GIVEN PROBLEM A —
In the records below, rewrite the lines starting at the one containing "For every instance of the man's hand, set" and ending at the one containing "x=144 y=168" as a Markdown table with columns Number and Text. Give each line a row number and leave out blank lines.

PASSAGE GIVEN —

* START *

Part 17 - Understanding the USART Baud Rate Macro

 In this video:

  • Baud rate equations to set the USART Baud Rate Register (UBRRn), based on a required baud rate and CPU frequency.
  • Tables of UBRRn settings for different CPU frequencies.
  • How to debug in order to check that the macro used to set UBRRn matches the recommendation in the tables.

Part 18 - Using an App Note to Implement IRQ-Based USART Communications

 In this video:

  • Find Atmel AVR® MCU application notes and source code.
  • Provide an overview of AVR306: Using the AVR USART in C.
  • Copy relevant code into the project.
  • Add the Libc header file for interrupts.
  • Modify the USART initialization function to auto calculate the baud rate register and to use one stop bit.
  • Adjust interrupt vectors written for IAR to AVR Libc.
  • Debug to understand what happens when we hit the data register empty interrupt.

Part 19 - Splitting Functions into USART.h and.c Files

 In this video:

  • Reference Tutorial on AVR® Freaks: Modularizing C Code: Managing Large Projects (by Dean Camera)
  • Grey out code that will not compile as part of your project (e.g. through #IFDEF), using Naggy (Available from the extension manager)
  • Move defines and function prototypes, used in relation to the USART, to a header file: USART_irq.h.
  • Move USART functions and variables to USART_irq.c.
  • Use of the Extern keyword is highlighted for global variables.
  • Add include files.
  • Add USART_irq.h to both main.c and USART_irq.h.

Part 20 - Sending "Hello World!" from the AVR USART

 In this video:

  • Provide relevant community developed training materials for a useful USART_putstring() function.
  • Modify this to call our USART_Transmit() function.
  • Use delays for testing purposes.
  • Put additional functionality into USART_irq.c and the function prototype to USART_irq.h, so main remains clean.

Part 21 - Using AVR LibC’s stdio to Send Formatted Strings

 In this video:

  • Provide good community tutorials to understand using printf( )
    1. Use Standard IO streams in AVR® GCC
    2. Use printf with an AVR® MCU
  • Set up a 'file' and a 'stream', using FDEV_SETUP_STREAM
  • Copy our existing IRQ based void USART0_Transmit( unsigned char data ) function, then modifying the parameter types to match what FDEV_SETUP_STREAM expects to create int USART0_Transmit_IO( char data, FILE *steam ), in the process extending the functionality of our USART_irq driver.

* END *

GIVEN PROBLEM B —
Answer these questions from the USART tutorial outline above:
(i) Which application note does Part 18 give an overview of?
(ii) What tool does Part 19 use to grey out code that will not compile as part of the project?
(iii) What is used in Part 21 to set up a 'file' and a 'stream'?

DATA ENTRIES —

* START *

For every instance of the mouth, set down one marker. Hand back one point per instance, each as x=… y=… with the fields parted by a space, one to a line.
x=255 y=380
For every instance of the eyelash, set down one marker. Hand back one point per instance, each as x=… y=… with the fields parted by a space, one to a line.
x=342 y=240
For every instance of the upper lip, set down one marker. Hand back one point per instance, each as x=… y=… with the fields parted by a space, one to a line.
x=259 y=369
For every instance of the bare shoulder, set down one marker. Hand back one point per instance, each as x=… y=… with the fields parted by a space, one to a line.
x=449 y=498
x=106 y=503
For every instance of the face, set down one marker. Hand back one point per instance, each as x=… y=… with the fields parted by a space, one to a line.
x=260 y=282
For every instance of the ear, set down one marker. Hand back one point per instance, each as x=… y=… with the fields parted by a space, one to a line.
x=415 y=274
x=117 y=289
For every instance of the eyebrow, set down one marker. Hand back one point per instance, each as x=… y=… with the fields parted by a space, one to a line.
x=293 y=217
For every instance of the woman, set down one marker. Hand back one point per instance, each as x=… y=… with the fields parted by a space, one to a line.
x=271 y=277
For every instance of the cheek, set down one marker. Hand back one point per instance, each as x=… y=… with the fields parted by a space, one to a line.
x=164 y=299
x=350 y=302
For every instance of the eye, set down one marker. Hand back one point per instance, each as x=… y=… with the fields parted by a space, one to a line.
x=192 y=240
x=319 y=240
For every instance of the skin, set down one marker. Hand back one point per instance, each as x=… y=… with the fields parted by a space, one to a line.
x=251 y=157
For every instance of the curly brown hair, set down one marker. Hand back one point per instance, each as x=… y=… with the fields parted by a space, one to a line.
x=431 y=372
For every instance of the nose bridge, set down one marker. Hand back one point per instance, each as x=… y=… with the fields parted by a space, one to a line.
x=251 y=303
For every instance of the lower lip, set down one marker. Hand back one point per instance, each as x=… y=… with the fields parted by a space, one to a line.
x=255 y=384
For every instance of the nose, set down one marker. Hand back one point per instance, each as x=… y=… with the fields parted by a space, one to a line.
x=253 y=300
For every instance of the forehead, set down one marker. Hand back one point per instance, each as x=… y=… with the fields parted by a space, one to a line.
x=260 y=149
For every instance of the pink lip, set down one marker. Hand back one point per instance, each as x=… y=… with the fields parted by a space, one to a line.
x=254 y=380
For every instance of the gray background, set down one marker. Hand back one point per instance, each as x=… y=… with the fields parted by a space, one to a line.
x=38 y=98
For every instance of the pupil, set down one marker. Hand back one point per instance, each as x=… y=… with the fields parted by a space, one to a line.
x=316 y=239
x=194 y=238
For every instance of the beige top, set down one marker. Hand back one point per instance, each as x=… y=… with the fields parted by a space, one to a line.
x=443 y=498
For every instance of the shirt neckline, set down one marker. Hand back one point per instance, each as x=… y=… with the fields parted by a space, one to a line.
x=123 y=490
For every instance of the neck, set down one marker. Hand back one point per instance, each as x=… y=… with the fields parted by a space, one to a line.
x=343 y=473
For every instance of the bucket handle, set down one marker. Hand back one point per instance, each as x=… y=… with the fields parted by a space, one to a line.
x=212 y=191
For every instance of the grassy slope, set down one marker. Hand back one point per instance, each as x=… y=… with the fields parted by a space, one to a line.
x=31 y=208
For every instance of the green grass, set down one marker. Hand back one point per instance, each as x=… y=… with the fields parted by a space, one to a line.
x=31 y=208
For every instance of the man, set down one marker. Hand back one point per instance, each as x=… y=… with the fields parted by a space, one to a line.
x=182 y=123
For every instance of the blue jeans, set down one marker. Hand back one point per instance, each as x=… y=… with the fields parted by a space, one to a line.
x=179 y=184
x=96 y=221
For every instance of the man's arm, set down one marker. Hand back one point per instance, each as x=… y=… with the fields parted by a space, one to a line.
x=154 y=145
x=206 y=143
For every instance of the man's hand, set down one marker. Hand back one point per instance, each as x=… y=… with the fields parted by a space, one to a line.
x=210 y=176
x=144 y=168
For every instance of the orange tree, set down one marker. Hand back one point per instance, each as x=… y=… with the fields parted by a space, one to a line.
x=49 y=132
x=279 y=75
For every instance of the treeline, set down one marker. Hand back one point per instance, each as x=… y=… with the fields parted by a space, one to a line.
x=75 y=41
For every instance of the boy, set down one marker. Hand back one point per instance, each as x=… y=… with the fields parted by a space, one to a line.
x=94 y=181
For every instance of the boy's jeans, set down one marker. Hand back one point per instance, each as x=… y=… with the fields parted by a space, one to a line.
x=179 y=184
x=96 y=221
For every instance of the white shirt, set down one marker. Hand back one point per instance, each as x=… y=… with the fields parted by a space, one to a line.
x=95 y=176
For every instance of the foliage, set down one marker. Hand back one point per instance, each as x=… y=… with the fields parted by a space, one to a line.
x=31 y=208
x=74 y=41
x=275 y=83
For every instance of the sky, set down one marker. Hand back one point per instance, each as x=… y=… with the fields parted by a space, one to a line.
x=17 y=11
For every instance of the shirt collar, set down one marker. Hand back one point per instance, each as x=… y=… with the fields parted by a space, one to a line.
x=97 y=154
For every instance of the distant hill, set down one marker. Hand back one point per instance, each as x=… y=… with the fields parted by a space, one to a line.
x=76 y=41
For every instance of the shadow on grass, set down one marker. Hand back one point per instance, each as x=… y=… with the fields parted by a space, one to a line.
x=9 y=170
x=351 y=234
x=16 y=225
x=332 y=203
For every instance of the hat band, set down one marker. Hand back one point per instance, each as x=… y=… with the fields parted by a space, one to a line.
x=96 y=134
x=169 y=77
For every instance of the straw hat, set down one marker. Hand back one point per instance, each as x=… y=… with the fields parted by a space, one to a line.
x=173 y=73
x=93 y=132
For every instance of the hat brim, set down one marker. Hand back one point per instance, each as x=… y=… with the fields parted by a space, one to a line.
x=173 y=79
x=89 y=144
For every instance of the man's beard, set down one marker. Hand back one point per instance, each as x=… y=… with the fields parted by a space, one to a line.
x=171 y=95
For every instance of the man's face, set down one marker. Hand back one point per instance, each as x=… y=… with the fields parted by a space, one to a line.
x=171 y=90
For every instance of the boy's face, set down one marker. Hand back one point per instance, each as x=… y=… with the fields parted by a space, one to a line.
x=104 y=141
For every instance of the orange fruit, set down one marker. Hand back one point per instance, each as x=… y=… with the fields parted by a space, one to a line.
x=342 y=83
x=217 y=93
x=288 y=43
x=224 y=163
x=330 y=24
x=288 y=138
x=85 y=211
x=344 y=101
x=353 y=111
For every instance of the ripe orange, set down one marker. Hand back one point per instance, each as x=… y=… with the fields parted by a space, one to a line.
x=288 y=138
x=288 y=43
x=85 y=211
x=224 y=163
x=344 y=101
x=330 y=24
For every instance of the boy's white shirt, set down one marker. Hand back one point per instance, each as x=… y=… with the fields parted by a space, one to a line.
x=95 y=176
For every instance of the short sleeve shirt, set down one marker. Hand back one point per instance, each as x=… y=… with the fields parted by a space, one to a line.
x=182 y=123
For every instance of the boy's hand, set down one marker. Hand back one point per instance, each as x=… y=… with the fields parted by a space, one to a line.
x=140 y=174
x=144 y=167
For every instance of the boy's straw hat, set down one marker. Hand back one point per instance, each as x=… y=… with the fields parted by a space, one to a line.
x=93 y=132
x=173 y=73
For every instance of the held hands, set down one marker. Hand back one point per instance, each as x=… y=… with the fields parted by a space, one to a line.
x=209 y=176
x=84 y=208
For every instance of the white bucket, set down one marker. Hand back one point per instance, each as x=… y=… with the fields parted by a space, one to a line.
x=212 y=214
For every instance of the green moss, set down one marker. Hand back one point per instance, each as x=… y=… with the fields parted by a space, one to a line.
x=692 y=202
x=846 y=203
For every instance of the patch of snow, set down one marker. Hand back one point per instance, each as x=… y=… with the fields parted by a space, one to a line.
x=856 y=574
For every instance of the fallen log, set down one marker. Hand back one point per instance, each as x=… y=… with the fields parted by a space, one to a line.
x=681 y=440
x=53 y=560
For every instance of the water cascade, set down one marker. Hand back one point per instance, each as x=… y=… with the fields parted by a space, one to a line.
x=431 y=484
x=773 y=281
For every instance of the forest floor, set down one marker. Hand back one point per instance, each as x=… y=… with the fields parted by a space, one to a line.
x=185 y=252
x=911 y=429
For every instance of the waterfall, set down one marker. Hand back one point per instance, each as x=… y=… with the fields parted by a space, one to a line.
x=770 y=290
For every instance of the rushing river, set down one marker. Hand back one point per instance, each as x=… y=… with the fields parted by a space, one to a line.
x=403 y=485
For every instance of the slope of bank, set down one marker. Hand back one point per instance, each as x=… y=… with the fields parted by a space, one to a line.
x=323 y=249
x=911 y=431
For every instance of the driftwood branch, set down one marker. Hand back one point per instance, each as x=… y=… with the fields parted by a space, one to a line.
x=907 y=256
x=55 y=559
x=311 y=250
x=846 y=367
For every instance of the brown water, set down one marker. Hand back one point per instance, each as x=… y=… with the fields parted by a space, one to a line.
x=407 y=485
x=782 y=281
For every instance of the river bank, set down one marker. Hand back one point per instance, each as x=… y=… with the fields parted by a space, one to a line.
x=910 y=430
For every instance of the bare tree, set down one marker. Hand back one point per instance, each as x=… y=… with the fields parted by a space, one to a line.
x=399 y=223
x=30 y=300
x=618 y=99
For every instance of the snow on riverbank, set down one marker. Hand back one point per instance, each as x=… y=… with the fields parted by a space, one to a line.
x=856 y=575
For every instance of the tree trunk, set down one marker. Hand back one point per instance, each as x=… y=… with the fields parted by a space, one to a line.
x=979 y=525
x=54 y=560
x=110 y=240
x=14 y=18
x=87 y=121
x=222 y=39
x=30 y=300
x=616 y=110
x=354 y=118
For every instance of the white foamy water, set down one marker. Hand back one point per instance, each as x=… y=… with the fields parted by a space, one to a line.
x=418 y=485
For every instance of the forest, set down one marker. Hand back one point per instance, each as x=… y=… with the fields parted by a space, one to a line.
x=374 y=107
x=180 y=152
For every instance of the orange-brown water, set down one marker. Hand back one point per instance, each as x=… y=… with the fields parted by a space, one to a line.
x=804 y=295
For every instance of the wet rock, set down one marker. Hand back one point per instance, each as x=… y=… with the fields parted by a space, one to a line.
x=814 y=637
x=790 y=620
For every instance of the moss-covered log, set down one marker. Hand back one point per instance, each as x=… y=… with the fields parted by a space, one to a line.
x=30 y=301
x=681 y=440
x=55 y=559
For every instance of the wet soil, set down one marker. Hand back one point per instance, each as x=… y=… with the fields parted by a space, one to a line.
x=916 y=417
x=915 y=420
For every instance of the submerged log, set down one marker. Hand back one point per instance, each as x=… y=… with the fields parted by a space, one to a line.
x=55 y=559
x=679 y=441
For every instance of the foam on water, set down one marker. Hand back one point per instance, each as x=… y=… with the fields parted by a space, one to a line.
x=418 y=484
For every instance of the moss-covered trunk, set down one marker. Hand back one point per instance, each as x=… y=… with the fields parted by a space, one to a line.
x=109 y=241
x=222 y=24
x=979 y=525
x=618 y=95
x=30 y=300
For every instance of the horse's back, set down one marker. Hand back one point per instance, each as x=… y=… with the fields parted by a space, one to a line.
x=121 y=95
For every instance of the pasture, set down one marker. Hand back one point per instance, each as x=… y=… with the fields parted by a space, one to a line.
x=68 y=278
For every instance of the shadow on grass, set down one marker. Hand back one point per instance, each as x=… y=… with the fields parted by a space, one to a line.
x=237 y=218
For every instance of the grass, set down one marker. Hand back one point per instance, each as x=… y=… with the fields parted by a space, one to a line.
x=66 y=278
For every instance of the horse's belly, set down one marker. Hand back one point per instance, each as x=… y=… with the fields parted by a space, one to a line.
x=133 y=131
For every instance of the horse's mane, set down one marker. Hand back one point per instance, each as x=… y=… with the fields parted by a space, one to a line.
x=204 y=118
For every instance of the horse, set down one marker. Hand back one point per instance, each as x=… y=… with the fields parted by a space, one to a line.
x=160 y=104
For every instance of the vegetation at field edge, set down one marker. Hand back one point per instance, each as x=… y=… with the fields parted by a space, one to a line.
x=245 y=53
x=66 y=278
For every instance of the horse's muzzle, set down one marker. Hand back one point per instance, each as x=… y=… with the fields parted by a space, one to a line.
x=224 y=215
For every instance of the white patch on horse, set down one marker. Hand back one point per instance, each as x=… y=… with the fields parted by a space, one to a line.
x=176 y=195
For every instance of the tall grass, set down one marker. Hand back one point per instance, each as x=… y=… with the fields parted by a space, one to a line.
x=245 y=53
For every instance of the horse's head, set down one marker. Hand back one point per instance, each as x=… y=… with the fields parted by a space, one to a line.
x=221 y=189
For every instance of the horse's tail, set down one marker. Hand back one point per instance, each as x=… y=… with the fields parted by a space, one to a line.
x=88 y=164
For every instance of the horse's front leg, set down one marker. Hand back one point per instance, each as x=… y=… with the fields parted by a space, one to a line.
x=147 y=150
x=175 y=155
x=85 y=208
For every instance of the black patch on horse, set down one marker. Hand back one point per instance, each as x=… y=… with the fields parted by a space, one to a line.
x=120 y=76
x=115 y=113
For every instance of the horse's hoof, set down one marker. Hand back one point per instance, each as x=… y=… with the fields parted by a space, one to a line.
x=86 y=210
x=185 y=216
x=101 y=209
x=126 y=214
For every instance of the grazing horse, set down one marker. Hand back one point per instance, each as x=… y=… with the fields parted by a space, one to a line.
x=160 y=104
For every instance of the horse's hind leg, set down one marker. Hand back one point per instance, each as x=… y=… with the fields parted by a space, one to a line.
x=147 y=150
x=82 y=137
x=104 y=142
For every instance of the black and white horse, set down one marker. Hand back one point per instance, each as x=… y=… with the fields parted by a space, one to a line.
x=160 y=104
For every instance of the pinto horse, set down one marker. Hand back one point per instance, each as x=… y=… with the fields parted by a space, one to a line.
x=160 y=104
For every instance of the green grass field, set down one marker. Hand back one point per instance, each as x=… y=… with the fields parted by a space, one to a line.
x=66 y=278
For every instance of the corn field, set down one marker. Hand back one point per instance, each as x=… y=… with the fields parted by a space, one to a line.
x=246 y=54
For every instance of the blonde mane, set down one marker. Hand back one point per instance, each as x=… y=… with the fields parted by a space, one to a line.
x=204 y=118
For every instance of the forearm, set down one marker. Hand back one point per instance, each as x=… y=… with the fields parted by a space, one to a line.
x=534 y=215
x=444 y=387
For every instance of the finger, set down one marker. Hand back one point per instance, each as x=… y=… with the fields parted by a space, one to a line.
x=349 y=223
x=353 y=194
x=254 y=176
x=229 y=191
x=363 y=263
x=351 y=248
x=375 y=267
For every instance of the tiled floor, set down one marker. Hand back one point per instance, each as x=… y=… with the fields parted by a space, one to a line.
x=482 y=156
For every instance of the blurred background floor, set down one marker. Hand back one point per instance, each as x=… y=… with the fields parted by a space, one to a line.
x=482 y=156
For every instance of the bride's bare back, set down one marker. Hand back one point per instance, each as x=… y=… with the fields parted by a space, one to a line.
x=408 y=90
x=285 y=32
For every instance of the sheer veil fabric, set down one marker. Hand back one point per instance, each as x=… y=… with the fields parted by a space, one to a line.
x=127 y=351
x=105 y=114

* END *

TASK RESPONSE A —
| Number | Text |
|---|---|
| 1 | For every instance of the man's hand, set down one marker. Hand back one point per instance, each as x=… y=… with the fields parted by a space, one to a line. |
| 2 | x=210 y=176 |
| 3 | x=144 y=168 |

TASK RESPONSE B —
(i) AVR306: Using the AVR USART in C.
(ii) Naggy, available from the extension manager.
(iii) FDEV_SETUP_STREAM.